DATA SUPPLIED START
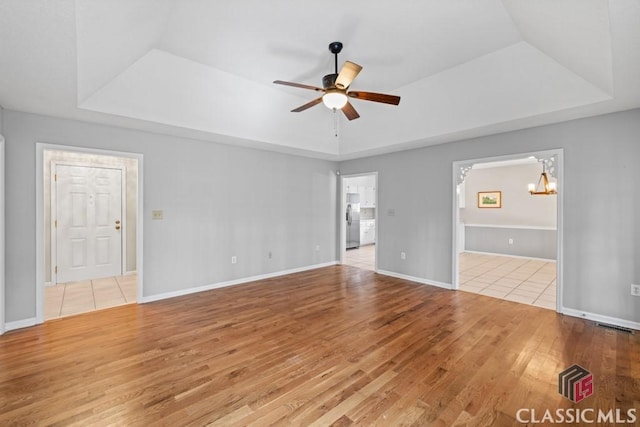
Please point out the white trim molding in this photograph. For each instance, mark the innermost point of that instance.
(240, 281)
(416, 279)
(19, 324)
(601, 318)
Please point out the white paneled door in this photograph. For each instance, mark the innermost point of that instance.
(88, 222)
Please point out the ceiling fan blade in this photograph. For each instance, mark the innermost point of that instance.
(307, 105)
(349, 111)
(349, 72)
(375, 97)
(300, 85)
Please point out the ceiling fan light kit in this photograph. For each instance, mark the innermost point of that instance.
(334, 99)
(335, 86)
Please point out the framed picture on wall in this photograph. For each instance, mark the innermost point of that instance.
(490, 199)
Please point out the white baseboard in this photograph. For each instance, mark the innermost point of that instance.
(188, 291)
(601, 318)
(19, 324)
(416, 279)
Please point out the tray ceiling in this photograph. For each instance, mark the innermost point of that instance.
(204, 69)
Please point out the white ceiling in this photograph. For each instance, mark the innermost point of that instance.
(204, 69)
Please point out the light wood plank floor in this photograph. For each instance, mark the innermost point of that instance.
(332, 346)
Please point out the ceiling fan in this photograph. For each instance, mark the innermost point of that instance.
(335, 87)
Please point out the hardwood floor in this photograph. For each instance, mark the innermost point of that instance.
(332, 346)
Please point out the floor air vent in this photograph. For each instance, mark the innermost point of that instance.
(615, 328)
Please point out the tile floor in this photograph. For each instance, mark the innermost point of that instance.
(521, 280)
(65, 299)
(363, 257)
DATA SUPPLIED END
Set the records down again word for word; the pictures stay out.

Please point out the white trim molding in this photograph. For each instance, mark the innermost point of that instance.
(240, 281)
(416, 279)
(19, 324)
(601, 318)
Please point out the white paneled door in this photograph. For each instance, mark the innermost point of that instance.
(88, 222)
Please point out the ceiling fan blade in this photograph. For each instance, mark the innermost point of that instance.
(307, 105)
(349, 111)
(349, 72)
(375, 97)
(300, 85)
Please point out the ceiling fan light kit in this photograph. For each instance, mark the innermost point of that instance.
(334, 99)
(335, 86)
Please point out the framed picture on wall in this photograph. For each instance, mark the innermost point of that instance.
(490, 199)
Please point out the white baseboard in this photograph. For each instance, mark the innermost point of that instance.
(188, 291)
(601, 318)
(19, 324)
(416, 279)
Please point out the tray ceiling in this photograph. For each instance, mark the innermost point of that instance.
(204, 69)
Please point out the white ceiling in this photograph. For each instance, mark the innermost point of that instance.
(204, 69)
Please point out the light wood plank floor in this photograph. For each instance, mark the innermost point of that instance.
(332, 346)
Please point out the ceiling fan in this photograph. For each instance, mark the innermost point of that instance.
(335, 87)
Please point out the hardwood floor in this photograph. For each instance, mark the innermost point of that instance.
(332, 346)
Please point out the floor air vent in this photograph. For each instance, mark the innermost point of that instance.
(615, 328)
Please point out the tile floor in this photograph. For each instance, mark the innermost point of that instance.
(521, 280)
(65, 299)
(363, 257)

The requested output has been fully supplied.